**Lesetext:**
Man schrieb den 6. November 1632. Der dreißigjährige Krieg ging in sein fünfzehntes Jahr. Beim Städtchen Lützen waberte noch der herbstliche Morgennebel über die fast ebenen Äcker. Zwei Heere, 35.000 Männer, marschierten aufeinander zu: von Süden kommend die Schweden, angeführt von König Gustav II. Adolf und von Norden die Truppen der katholischen Allianz unter Wallenstein. Gegen 11 Uhr fiel der erste Schuss. Wenig später erfüllten Kanonendonner und Gewehrschüsse, Befehle der Offiziere und Schmerzensschreie der Verwundeten, Schlachtrufe und das Wiehern der Pferde die Luft. Als der Pulverrauch am Abend verflog, war die Erde blutgetränkt. 6.000 bis 9.000 Menschen hatten ihr Leben gelassen, unter ihnen der schwedische König Gustav Adolf. Auch dessen Leichnam war nicht erspart geblieben, ausgeplündert zu werden. Aber wegen seines Standes ließ man ihn nicht zwischen all den anderen Gefallenen zurück.

**Datensätze:**
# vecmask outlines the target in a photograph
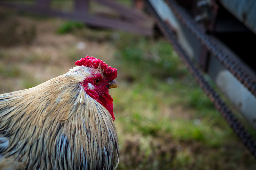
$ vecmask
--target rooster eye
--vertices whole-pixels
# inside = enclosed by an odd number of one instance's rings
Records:
[[[95,83],[95,85],[98,85],[100,83],[100,79],[98,79],[94,80],[94,82]]]

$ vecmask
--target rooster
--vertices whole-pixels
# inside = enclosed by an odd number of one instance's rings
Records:
[[[113,169],[115,68],[88,55],[65,74],[0,94],[0,169]]]

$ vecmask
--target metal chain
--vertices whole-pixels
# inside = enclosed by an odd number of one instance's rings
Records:
[[[186,27],[219,61],[256,96],[256,82],[247,72],[232,59],[215,40],[200,31],[198,26],[188,12],[174,0],[165,0],[179,20]]]
[[[160,29],[171,43],[196,82],[203,89],[235,133],[256,159],[256,142],[232,111],[205,79],[201,70],[196,67],[179,43],[175,33],[162,20],[148,0],[145,0],[147,9],[154,16]]]

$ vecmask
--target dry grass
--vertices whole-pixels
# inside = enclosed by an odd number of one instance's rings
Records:
[[[164,40],[86,27],[60,34],[68,22],[2,8],[0,20],[6,24],[0,25],[0,36],[8,31],[5,26],[18,29],[16,23],[27,30],[1,40],[13,42],[0,44],[1,93],[65,73],[87,55],[117,69],[120,88],[110,93],[121,151],[119,169],[255,169],[252,156]]]

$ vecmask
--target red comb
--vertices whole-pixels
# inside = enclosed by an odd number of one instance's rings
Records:
[[[104,74],[110,81],[112,81],[117,76],[117,70],[115,68],[108,66],[108,64],[105,63],[101,60],[93,57],[87,55],[86,57],[82,58],[76,61],[75,64],[76,65],[84,65],[96,69],[100,65],[100,68],[104,72]]]

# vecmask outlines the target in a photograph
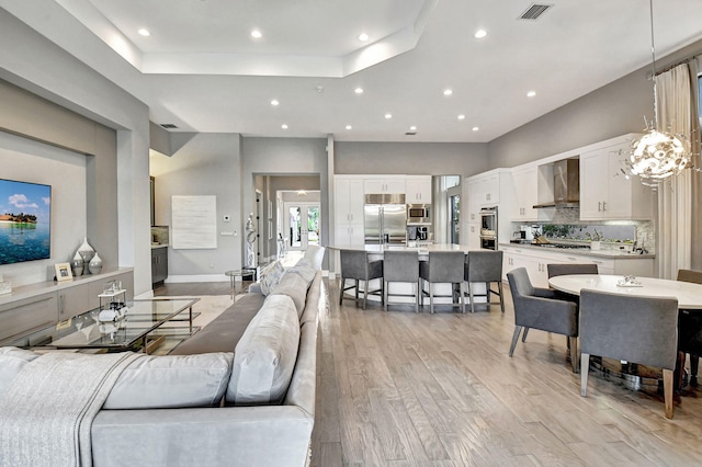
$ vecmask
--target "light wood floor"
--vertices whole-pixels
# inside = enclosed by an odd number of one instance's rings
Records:
[[[330,307],[320,317],[314,466],[702,465],[702,403],[663,400],[566,361],[532,330],[508,356],[511,298],[474,315]]]

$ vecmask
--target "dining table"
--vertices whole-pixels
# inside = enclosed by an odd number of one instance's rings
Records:
[[[702,284],[669,281],[655,277],[632,277],[623,275],[573,274],[551,277],[548,285],[570,295],[580,295],[584,288],[637,297],[673,297],[679,309],[702,310]]]
[[[570,295],[580,295],[582,289],[597,292],[609,292],[612,294],[631,295],[638,297],[673,297],[678,300],[678,309],[700,310],[702,312],[702,284],[693,284],[682,281],[670,281],[656,277],[631,277],[623,275],[605,274],[573,274],[551,277],[548,285]],[[591,367],[599,369],[603,374],[615,371],[620,373],[625,386],[631,389],[641,389],[644,377],[652,374],[642,374],[636,365],[627,363],[616,364],[616,368],[605,363],[591,361]],[[600,365],[600,367],[598,367]],[[680,390],[682,386],[682,367],[684,365],[684,354],[679,353],[678,363],[675,369],[675,389]],[[632,369],[634,368],[634,369]],[[654,379],[657,379],[654,377]]]

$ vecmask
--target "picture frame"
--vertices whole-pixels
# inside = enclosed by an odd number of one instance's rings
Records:
[[[70,263],[56,263],[54,264],[54,270],[56,271],[56,281],[72,281],[73,273],[70,269]]]

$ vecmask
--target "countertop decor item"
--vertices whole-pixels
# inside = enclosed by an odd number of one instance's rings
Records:
[[[100,271],[102,271],[102,258],[100,258],[100,254],[95,253],[95,255],[92,257],[92,260],[88,263],[88,270],[90,274],[100,274]]]

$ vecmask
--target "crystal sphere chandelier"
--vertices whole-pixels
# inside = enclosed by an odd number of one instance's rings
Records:
[[[646,134],[632,143],[626,167],[633,175],[638,175],[644,185],[657,186],[663,180],[677,175],[690,167],[690,150],[682,135],[656,129],[658,105],[656,99],[656,48],[654,45],[654,0],[649,0],[650,53],[653,55],[654,121],[647,125]]]

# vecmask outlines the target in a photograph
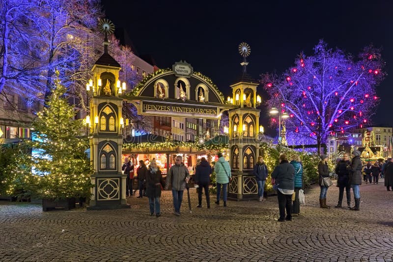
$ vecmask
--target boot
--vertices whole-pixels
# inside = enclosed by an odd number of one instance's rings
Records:
[[[326,205],[326,199],[324,198],[322,199],[322,208],[323,209],[330,209],[330,206]]]
[[[359,211],[360,210],[360,198],[355,199],[355,207],[351,208],[351,210],[354,211]]]

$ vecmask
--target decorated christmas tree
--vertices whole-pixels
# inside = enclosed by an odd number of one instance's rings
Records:
[[[52,95],[31,125],[32,140],[27,144],[32,154],[17,157],[15,181],[33,195],[57,199],[86,197],[91,187],[92,169],[85,153],[88,139],[81,135],[83,124],[74,120],[75,111],[64,97],[66,90],[58,75],[56,71]]]

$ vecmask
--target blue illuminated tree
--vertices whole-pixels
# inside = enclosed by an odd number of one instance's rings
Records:
[[[369,124],[379,102],[375,88],[384,78],[384,63],[380,50],[372,46],[357,58],[328,48],[322,40],[314,50],[312,55],[301,54],[281,76],[261,75],[261,83],[270,97],[268,105],[290,117],[285,120],[288,135],[297,144],[316,142],[319,148],[331,132]]]

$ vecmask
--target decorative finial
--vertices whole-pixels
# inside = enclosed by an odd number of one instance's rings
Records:
[[[104,39],[104,52],[108,53],[108,46],[109,45],[109,41],[108,40],[108,36],[114,32],[114,25],[112,21],[107,18],[100,19],[98,21],[98,30],[103,33],[105,36]]]
[[[243,62],[240,63],[240,64],[243,66],[243,73],[246,74],[247,65],[249,64],[248,62],[246,60],[246,57],[250,55],[251,53],[251,48],[248,44],[245,42],[243,42],[239,45],[239,53],[240,55],[243,56]]]

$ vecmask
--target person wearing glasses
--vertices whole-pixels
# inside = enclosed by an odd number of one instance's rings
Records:
[[[188,169],[182,162],[181,156],[176,157],[176,163],[170,167],[167,175],[165,189],[168,190],[169,185],[172,185],[172,195],[173,198],[173,207],[175,215],[180,215],[180,207],[183,200],[183,193],[186,183],[190,180]]]

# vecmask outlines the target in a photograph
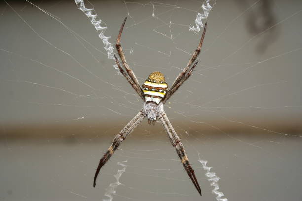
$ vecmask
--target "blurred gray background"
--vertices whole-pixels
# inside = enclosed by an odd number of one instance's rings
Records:
[[[165,107],[202,197],[160,123],[146,121],[92,187],[143,102],[74,1],[30,1],[0,2],[0,200],[107,199],[123,167],[112,200],[216,200],[198,160],[229,200],[302,200],[301,0],[210,1],[198,67]],[[128,17],[121,43],[141,84],[160,71],[172,84],[200,38],[189,27],[202,1],[85,2],[113,44]]]

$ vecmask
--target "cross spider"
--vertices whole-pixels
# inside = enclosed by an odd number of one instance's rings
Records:
[[[184,149],[183,144],[181,142],[179,137],[177,135],[176,132],[175,132],[163,109],[163,105],[174,92],[177,90],[179,87],[181,86],[183,83],[191,75],[193,70],[197,65],[198,60],[197,60],[195,63],[194,62],[200,52],[200,49],[202,46],[202,43],[203,42],[207,29],[207,23],[205,23],[202,36],[197,49],[193,54],[192,57],[188,62],[186,67],[178,75],[170,89],[168,88],[168,85],[166,83],[165,77],[160,72],[154,72],[151,73],[144,83],[144,84],[143,84],[143,89],[142,89],[140,86],[135,75],[130,68],[129,65],[126,61],[126,58],[120,45],[120,37],[126,19],[127,18],[125,18],[121,26],[115,45],[115,47],[122,60],[123,66],[126,69],[126,71],[122,68],[115,55],[114,55],[114,57],[120,72],[127,79],[127,80],[128,80],[138,94],[140,97],[143,99],[144,103],[143,109],[140,111],[138,114],[115,136],[112,144],[109,147],[106,153],[105,153],[103,157],[100,160],[98,168],[94,175],[93,187],[95,187],[96,185],[96,179],[101,168],[107,162],[122,142],[133,131],[142,120],[147,116],[149,124],[152,122],[154,124],[156,119],[159,119],[160,120],[166,132],[168,134],[168,136],[170,138],[172,146],[175,147],[177,154],[179,156],[187,173],[193,182],[194,185],[197,191],[198,191],[200,195],[201,195],[201,190],[195,176],[194,170],[189,161],[188,157],[185,152],[185,149]],[[194,64],[192,66],[193,63]]]

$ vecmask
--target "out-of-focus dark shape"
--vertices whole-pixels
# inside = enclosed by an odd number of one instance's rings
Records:
[[[237,0],[242,8],[246,9],[249,5],[247,0]],[[273,2],[271,0],[262,0],[251,9],[246,20],[247,28],[252,35],[261,34],[260,40],[257,43],[257,52],[263,54],[279,35],[276,17],[273,11]]]

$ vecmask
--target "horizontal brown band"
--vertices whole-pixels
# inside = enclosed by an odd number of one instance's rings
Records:
[[[148,96],[149,97],[153,97],[153,98],[157,98],[157,99],[162,99],[162,97],[161,97],[160,96],[153,96],[153,95],[150,95],[149,94],[145,94],[144,96]]]
[[[163,92],[164,91],[165,91],[166,92],[167,92],[168,91],[168,88],[163,88],[163,87],[151,87],[151,86],[147,86],[147,85],[145,85],[144,84],[143,85],[143,90],[145,90],[145,88],[148,88],[148,89],[147,89],[147,90],[150,91],[153,91],[153,92]],[[152,89],[154,89],[155,90],[152,90]],[[161,91],[160,92],[159,90],[161,89]]]

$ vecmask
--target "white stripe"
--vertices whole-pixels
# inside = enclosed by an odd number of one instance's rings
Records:
[[[161,88],[167,88],[168,85],[166,83],[153,83],[152,82],[146,81],[144,83],[146,86],[150,86],[153,87],[161,87]]]
[[[148,94],[149,95],[152,95],[152,96],[160,96],[160,97],[162,97],[163,98],[165,95],[163,94],[161,94],[161,93],[159,93],[159,92],[150,92],[149,91],[147,91],[147,92],[144,92],[144,94]]]
[[[159,104],[159,102],[161,101],[161,99],[159,99],[158,98],[154,98],[154,97],[145,97],[145,101],[146,102],[155,102],[156,104]]]

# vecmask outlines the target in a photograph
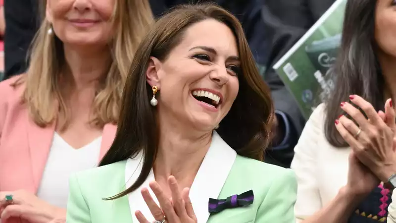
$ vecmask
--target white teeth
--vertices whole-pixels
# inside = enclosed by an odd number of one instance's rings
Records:
[[[220,97],[218,95],[216,95],[211,92],[209,92],[208,91],[194,91],[193,92],[193,95],[194,96],[205,97],[210,98],[210,99],[216,102],[216,104],[219,104],[219,102],[220,102]]]

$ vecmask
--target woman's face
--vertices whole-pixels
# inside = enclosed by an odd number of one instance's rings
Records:
[[[115,0],[48,0],[47,17],[56,36],[77,45],[107,44]]]
[[[381,50],[396,57],[396,0],[378,0],[375,39]]]
[[[166,59],[153,58],[148,69],[148,82],[159,90],[160,116],[213,129],[238,94],[238,57],[235,37],[226,25],[207,19],[187,28]]]

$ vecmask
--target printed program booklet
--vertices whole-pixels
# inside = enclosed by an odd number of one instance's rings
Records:
[[[346,0],[337,0],[273,67],[307,119],[334,88],[330,68],[340,47]]]

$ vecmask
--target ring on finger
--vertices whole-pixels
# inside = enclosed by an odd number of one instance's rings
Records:
[[[155,220],[153,222],[153,223],[165,223],[166,221],[166,217],[165,216],[164,216],[164,219],[162,220],[162,221]]]
[[[361,132],[362,132],[362,129],[359,128],[359,130],[358,130],[357,132],[356,132],[355,135],[353,136],[353,137],[355,139],[357,138],[357,137],[359,136],[359,135],[360,134]]]
[[[7,194],[5,195],[5,197],[4,198],[5,200],[5,203],[7,205],[12,204],[12,203],[14,201],[13,199],[13,195],[12,194]]]

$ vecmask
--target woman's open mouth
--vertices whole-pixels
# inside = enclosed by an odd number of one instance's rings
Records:
[[[198,101],[207,104],[213,108],[217,108],[221,104],[221,97],[211,92],[203,90],[194,91],[192,92],[193,97]]]

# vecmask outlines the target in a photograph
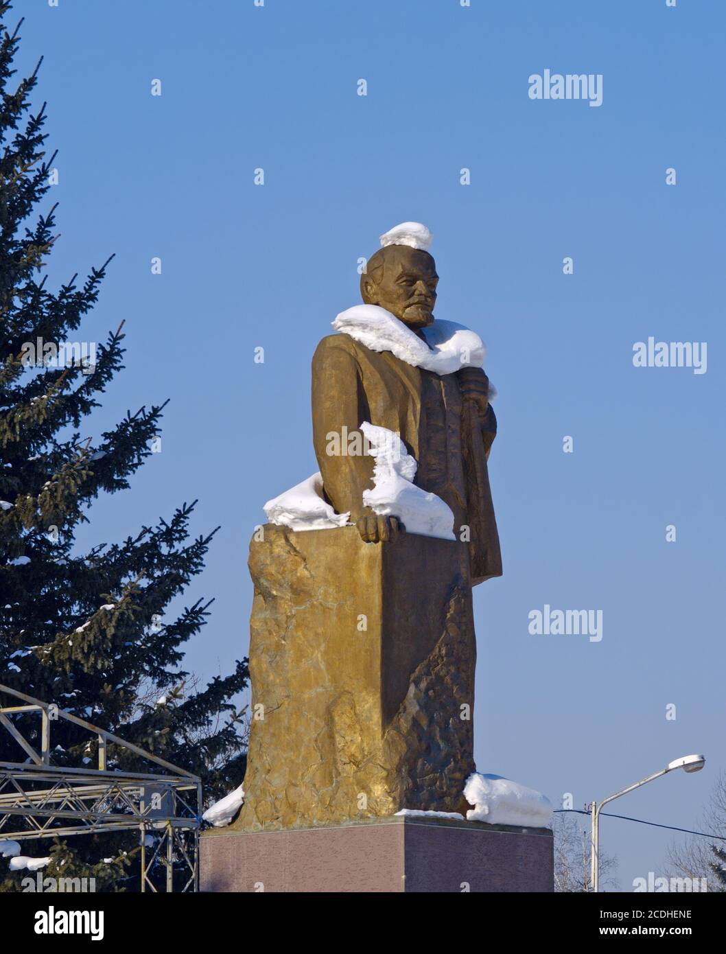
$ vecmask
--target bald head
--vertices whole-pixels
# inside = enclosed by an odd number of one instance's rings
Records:
[[[368,259],[361,276],[366,304],[391,312],[414,331],[433,322],[436,303],[436,262],[423,249],[386,245]]]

**Aufgaben:**
(a) Fasse den Absatz des Lesetexts, der mit „Man schrieb den 6. November 1632“ beginnt, als kurze Stichpunktliste zusammen und behalte die wichtigsten Fakten bei.
(b) Schreibe den Lesetext über die Schlacht bei Lützen nach seinem letzten Satz weiter.

**Lösungen:**
(a)
- 6. November 1632, fünfzehntes Jahr des Dreißigjährigen Krieges, herbstlicher Morgennebel bei Lützen
- Zwei Heere mit 35.000 Männern: von Süden die Schweden unter König Gustav II. Adolf, von Norden die katholische Allianz unter Wallenstein
- Erster Schuss gegen 11 Uhr, danach Kanonendonner, Gewehrfeuer und Schreie
- Am Abend 6.000 bis 9.000 Tote, darunter Gustav Adolf
- Sein Leichnam wurde ausgeplündert, wegen seines Standes aber nicht bei den anderen Gefallenen zurückgelassen

(b)
Die Schlacht bei Lützen war eine der grausamsten im Dreißigjährigen Krieg. Dass sie – obwohl nicht kriegsentscheidend – eine der berühmtesten wurde, liegt vor allem am Tod von Gustav Adolf, der charismatischen Lichtgestalt des Protestantismus. Gleich nach der Schlacht wurde ein Findling an die Stelle seines Todes gerollt und dann 1873 durch einen von Schinkel entworfenen Baldachin bekrönt. Es folgten Gedächtniskapelle und zwei Holzhäuser. Die tausenden anderen Toten fielen dem Vergessen anheim. Ihrer Habseligkeiten beraubt, von Kameraden und der Zivilbevölkerung hastig verscharrt.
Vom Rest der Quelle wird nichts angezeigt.